Given problem: Copy each of the rows below word for word, one line per row.

[Entries shown start]

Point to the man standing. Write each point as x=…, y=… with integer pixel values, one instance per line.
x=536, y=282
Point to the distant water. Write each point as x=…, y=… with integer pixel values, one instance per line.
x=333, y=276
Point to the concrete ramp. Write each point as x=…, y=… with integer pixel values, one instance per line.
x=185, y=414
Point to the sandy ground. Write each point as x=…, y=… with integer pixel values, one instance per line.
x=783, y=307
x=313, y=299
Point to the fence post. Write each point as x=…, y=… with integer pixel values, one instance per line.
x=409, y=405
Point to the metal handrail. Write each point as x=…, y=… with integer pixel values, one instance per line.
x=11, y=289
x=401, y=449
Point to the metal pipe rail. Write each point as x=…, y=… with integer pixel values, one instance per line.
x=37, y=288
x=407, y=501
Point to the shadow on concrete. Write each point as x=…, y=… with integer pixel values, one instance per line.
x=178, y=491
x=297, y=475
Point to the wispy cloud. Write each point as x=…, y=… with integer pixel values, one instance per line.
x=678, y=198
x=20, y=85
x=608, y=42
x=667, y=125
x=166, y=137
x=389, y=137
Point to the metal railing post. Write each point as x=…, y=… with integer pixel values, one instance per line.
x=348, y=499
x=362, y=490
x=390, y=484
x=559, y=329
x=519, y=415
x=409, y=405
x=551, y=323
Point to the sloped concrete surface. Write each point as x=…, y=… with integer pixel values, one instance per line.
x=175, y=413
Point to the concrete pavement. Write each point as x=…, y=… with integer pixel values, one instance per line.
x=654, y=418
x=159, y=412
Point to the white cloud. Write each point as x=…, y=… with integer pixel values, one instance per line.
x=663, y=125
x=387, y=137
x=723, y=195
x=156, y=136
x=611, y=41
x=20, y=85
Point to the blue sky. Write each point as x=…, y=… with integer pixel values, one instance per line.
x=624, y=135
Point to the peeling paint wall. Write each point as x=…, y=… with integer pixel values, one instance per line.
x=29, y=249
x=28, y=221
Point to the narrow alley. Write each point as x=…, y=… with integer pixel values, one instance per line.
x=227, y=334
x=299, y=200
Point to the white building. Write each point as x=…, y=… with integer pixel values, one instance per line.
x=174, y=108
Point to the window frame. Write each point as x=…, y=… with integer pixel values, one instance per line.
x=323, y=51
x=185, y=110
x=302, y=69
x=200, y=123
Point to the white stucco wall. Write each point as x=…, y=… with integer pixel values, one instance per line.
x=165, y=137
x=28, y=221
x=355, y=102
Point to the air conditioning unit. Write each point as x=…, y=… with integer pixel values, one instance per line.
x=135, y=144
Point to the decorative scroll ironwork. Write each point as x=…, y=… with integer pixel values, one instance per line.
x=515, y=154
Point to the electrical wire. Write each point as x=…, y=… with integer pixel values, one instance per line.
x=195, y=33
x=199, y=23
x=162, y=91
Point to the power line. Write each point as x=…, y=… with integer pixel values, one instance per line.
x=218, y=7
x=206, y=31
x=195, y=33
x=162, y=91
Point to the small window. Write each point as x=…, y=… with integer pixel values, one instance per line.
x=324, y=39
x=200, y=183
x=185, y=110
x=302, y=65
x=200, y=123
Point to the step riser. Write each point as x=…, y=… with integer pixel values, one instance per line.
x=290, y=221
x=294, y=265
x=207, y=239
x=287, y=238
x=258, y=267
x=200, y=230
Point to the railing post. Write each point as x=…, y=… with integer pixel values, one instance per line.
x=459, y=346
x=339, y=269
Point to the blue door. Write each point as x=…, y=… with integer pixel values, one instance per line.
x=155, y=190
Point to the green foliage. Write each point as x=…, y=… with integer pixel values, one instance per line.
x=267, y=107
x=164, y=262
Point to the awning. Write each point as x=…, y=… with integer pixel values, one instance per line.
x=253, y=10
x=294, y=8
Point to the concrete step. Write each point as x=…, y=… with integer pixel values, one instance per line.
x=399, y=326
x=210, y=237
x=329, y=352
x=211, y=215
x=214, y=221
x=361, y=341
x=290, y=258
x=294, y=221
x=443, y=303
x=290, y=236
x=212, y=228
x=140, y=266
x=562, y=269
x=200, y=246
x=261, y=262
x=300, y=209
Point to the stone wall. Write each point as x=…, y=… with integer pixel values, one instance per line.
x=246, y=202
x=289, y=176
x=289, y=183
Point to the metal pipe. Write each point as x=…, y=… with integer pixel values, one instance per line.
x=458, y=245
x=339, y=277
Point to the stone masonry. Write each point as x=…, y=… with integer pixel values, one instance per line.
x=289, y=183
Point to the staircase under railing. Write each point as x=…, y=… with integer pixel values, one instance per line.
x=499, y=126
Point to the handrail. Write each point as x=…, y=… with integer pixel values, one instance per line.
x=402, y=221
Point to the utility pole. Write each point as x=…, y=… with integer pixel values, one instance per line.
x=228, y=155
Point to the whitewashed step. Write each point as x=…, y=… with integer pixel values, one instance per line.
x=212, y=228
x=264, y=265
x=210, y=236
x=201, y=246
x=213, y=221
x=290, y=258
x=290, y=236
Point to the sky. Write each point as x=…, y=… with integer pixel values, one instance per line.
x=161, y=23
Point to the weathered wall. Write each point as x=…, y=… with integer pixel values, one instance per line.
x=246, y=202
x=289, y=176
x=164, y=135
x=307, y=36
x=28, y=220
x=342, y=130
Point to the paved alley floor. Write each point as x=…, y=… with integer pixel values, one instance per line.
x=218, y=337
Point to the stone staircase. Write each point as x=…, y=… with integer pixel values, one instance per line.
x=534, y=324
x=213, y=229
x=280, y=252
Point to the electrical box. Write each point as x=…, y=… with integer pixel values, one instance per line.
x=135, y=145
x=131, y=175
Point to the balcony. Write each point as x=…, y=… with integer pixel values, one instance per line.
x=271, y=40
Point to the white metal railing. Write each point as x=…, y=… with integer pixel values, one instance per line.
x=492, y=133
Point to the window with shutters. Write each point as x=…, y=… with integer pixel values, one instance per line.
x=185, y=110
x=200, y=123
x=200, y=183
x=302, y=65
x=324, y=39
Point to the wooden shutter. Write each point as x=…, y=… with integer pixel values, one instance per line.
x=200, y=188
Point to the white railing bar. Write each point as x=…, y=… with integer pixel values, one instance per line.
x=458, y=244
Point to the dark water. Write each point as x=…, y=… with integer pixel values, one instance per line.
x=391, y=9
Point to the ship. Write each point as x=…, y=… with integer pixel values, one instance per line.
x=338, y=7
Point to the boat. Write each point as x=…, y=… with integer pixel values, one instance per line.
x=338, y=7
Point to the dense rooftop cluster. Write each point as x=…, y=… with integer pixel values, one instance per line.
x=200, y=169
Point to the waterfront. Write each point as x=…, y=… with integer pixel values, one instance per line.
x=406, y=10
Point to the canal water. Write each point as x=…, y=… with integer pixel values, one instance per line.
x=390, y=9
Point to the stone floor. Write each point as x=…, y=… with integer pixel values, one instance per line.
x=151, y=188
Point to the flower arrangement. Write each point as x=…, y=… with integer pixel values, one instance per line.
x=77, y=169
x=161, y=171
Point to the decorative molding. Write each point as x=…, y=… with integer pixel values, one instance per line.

[Entries shown end]

Answer to this problem:
Point to the man standing. Write each point as x=…, y=… with integer pixel values, one instance per line.
x=536, y=282
Point to the distant water. Write each point as x=…, y=… with integer pixel values, one instance per line.
x=333, y=276
Point to the concrete ramp. Write each point as x=…, y=… with integer pixel values, one instance per line.
x=185, y=414
Point to the sandy ground. Write each point as x=…, y=… with integer pixel values, one instance per line.
x=783, y=307
x=313, y=299
Point to the fence post. Write each point as x=…, y=… with integer pixel values, one instance per line.
x=409, y=405
Point to the metal handrail. Write each point as x=…, y=… with integer pixel values, one instance per line.
x=11, y=289
x=401, y=449
Point to the metal pipe rail. Write each point as x=…, y=… with integer pixel values, one instance per line.
x=37, y=288
x=407, y=501
Point to the shadow on concrete. Write each point as x=…, y=… with integer pixel values, one instance per line.
x=178, y=491
x=297, y=475
Point to the wispy cloud. Write each point as x=…, y=… with integer pixel values, one instance per line.
x=678, y=198
x=20, y=85
x=608, y=42
x=667, y=125
x=166, y=137
x=389, y=137
Point to the metal railing post. Write each point as x=…, y=… with integer pixel values, one instance per line.
x=348, y=499
x=362, y=490
x=390, y=484
x=559, y=329
x=519, y=415
x=409, y=405
x=551, y=323
Point to the sloped concrete surface. Write each point as x=…, y=… with integer pixel values, one instance per line.
x=175, y=413
Point to the concrete pavement. Write each point as x=…, y=… with integer pixel values, one instance per line.
x=654, y=418
x=159, y=412
Point to the white cloud. Write each point as x=…, y=… with integer pixel values, one instance per line.
x=663, y=125
x=387, y=137
x=723, y=195
x=156, y=136
x=611, y=41
x=20, y=85
Point to the blue sky. Write each point as x=…, y=… with integer pixel values, one instance per line.
x=624, y=135
Point to the peeling paint wall. Write each point as x=…, y=… with integer pixel values, one instance per line.
x=29, y=249
x=28, y=221
Point to the narrow alley. Write each point as x=…, y=… with integer pixel values, one instance per line.
x=227, y=334
x=299, y=200
Point to the white building. Write each point as x=…, y=… with integer pixel values, one instance per line.
x=174, y=108
Point to the window frame. Write each point as x=…, y=… with integer pixel values, one instance per line.
x=323, y=51
x=185, y=110
x=302, y=69
x=200, y=123
Point to the white stucco wall. Write each point as x=…, y=… with integer pixel values, one instance per line.
x=165, y=137
x=28, y=221
x=355, y=102
Point to the air conditioning unit. Write each point as x=…, y=… with integer pixel values, one instance per line.
x=135, y=144
Point to the decorative scroll ironwork. Write each point as x=…, y=… with integer pixel values, one instance per line.
x=515, y=154
Point to the electrical wire. Write each point as x=…, y=… with integer pixel values, one instance per line.
x=195, y=33
x=199, y=23
x=162, y=91
Point to the power line. Write each point as x=…, y=… with integer pixel values, one instance per line.
x=218, y=7
x=206, y=31
x=195, y=33
x=162, y=91
Point to the small window. Write each point as x=…, y=… with integer pixel values, one instance per line.
x=324, y=39
x=200, y=183
x=185, y=110
x=302, y=65
x=200, y=123
Point to the step riser. Write each point as x=…, y=… with integer pixel values, one instance per line.
x=290, y=221
x=294, y=265
x=207, y=239
x=287, y=238
x=258, y=267
x=200, y=230
Point to the railing post. Write each point as x=…, y=… with integer pixel values, one instance per line.
x=459, y=346
x=339, y=269
Point to the blue door. Write each point as x=…, y=… with integer pixel values, one instance per line.
x=155, y=190
Point to the green foliage. Write each point as x=…, y=… with integer pixel values, one instance per line.
x=267, y=107
x=164, y=262
Point to the awning. Write each point as x=…, y=… with integer pixel values, one instance per line.
x=253, y=10
x=294, y=8
Point to the concrete step. Write each point as x=…, y=… with integer pixel values, one instance per line.
x=399, y=326
x=210, y=237
x=329, y=352
x=211, y=215
x=214, y=221
x=361, y=341
x=290, y=258
x=294, y=221
x=443, y=303
x=290, y=236
x=212, y=228
x=140, y=266
x=562, y=269
x=200, y=246
x=261, y=262
x=300, y=209
Point to the stone wall. Write each point as x=…, y=… with integer pixel values, one instance per line.
x=246, y=202
x=289, y=176
x=289, y=183
Point to the metal pipe. Write each point as x=…, y=… with integer pixel values, one instance per line.
x=458, y=245
x=339, y=277
Point to the stone masonry. Write each point as x=…, y=… with integer pixel values, one instance per line.
x=289, y=183
Point to the staircase under railing. Write each point as x=…, y=… with integer pixel values, one instance per line.
x=499, y=126
Point to the handrail. Write each point as x=…, y=… with integer pixel values, one instance per line.
x=402, y=221
Point to the utility pole. Write each point as x=…, y=… with integer pixel values, one instance per line.
x=228, y=155
Point to the whitewashed step. Write each point as x=…, y=… with integer pixel values, one instance per line.
x=212, y=228
x=264, y=265
x=210, y=236
x=201, y=246
x=213, y=221
x=290, y=258
x=290, y=236
Point to the sky. Write each point as x=…, y=… with integer pixel values, one instance per line.
x=161, y=23
Point to the weathered wall. Write each point as x=…, y=… with integer pixel values, one instance per line.
x=246, y=202
x=289, y=176
x=164, y=135
x=307, y=36
x=28, y=220
x=342, y=130
Point to the paved alley floor. Write each point as x=…, y=… with integer pixel values, one instance per line.
x=218, y=337
Point to the stone staircase. Write each point as x=…, y=… with integer pixel values, one instance per line.
x=534, y=324
x=213, y=229
x=280, y=252
Point to the electrical box. Write each point as x=…, y=… with integer pixel values, one instance per line.
x=135, y=145
x=131, y=175
Point to the balcony. Write each point as x=…, y=… with integer pixel values, one instance per line.
x=271, y=40
Point to the white metal railing. Write each point as x=…, y=… with integer pixel values, one instance per line.
x=492, y=133
Point to the window with shutters. Write each point as x=…, y=… with integer pixel values, one instance per line.
x=185, y=110
x=200, y=123
x=200, y=183
x=302, y=65
x=324, y=39
Point to the wooden shutter. Write each point as x=…, y=… with integer pixel values, one instance per line.
x=200, y=188
Point to the white railing bar. Write each point as x=…, y=… with integer pixel values, one instance per line.
x=458, y=244
Point to the dark water. Write each point as x=…, y=… with integer pixel values, one instance per line.
x=391, y=9
Point to the ship. Write each point as x=…, y=… with integer pixel values, one instance per line.
x=338, y=7
Point to the boat. Write each point as x=…, y=… with integer pixel values, one instance per line.
x=338, y=7
Point to the dense rooftop cluster. Write each point as x=…, y=… with integer pixel values, one instance per line.
x=200, y=169
Point to the waterfront. Write each point as x=…, y=… with integer pixel values, one instance per line.
x=406, y=10
Point to the canal water. Write each point as x=…, y=… with integer pixel values, one instance per line.
x=390, y=9
Point to the stone floor. Write each point as x=…, y=… with integer pixel values, one instance per line.
x=151, y=188
Point to the flower arrangement. Write each point as x=…, y=… with integer pixel values, one instance per line.
x=77, y=169
x=161, y=171
Point to the decorative molding. Write each point as x=…, y=… with integer pixel values, one instance per line.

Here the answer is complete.